-- About this exercise --
From the line holding "Annotate the water" to the final line below, restate each line word for word and add nothing.

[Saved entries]

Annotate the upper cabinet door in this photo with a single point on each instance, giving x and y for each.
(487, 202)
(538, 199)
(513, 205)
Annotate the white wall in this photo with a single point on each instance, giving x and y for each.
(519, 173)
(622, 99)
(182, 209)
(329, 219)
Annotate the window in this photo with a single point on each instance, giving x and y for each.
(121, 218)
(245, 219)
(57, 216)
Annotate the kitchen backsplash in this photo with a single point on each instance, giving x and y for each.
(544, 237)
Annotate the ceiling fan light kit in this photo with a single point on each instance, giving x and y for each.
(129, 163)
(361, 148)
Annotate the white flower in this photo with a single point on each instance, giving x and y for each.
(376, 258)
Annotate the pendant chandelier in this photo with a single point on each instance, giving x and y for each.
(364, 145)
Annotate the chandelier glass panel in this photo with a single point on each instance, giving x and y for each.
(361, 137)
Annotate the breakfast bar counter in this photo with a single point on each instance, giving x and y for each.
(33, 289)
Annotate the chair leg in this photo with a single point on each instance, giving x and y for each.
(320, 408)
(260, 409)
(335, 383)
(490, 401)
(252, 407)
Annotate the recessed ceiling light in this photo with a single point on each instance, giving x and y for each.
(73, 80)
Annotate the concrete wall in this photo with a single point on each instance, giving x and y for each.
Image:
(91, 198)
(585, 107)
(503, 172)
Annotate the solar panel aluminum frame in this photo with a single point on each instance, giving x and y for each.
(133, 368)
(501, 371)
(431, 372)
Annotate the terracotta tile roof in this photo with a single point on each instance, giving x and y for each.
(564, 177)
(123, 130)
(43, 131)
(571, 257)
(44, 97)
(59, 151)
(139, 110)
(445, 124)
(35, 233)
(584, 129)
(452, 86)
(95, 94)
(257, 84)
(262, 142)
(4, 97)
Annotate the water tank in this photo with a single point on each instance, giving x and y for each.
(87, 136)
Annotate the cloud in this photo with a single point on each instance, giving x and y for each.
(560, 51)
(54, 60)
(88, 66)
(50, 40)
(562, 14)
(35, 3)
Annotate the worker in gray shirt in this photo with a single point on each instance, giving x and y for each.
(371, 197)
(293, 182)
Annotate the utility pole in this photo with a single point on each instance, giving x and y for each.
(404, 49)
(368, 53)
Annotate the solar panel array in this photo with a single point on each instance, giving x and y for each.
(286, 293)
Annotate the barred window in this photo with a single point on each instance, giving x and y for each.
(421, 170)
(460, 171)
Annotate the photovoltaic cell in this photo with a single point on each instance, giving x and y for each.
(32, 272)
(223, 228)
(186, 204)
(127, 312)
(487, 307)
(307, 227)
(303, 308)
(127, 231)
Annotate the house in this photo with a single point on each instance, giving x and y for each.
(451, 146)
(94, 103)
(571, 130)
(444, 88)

-- Written response --
Annotate the water tank in this photo with a single point on each instance, giving x and y for each.
(87, 136)
Annotate the cloud in this photo with a single point on each instance, giving x and y for each.
(560, 51)
(54, 60)
(88, 66)
(50, 40)
(562, 14)
(35, 3)
Annotate the worker in gray shirt in this photo with a single point on each instance, giving x and y for each.
(371, 197)
(293, 182)
Annotate the utility pole in this photo with a single point on each instance, giving x and y for each.
(404, 49)
(368, 53)
Annotate the solar panel array in this photo with a single point on each instance, giving x and y for each.
(286, 293)
Annotate the barred window in this photo with a single point on each instance, giving x and y for each.
(421, 170)
(460, 171)
Annotate the photovoltaic cell in this photo with a single point on each instance, giving x and y for each.
(32, 272)
(223, 228)
(186, 204)
(127, 312)
(487, 307)
(307, 227)
(303, 308)
(127, 231)
Annotate the house in this photo with a single point on each instance, giving x and y for each.
(451, 146)
(94, 103)
(571, 130)
(444, 88)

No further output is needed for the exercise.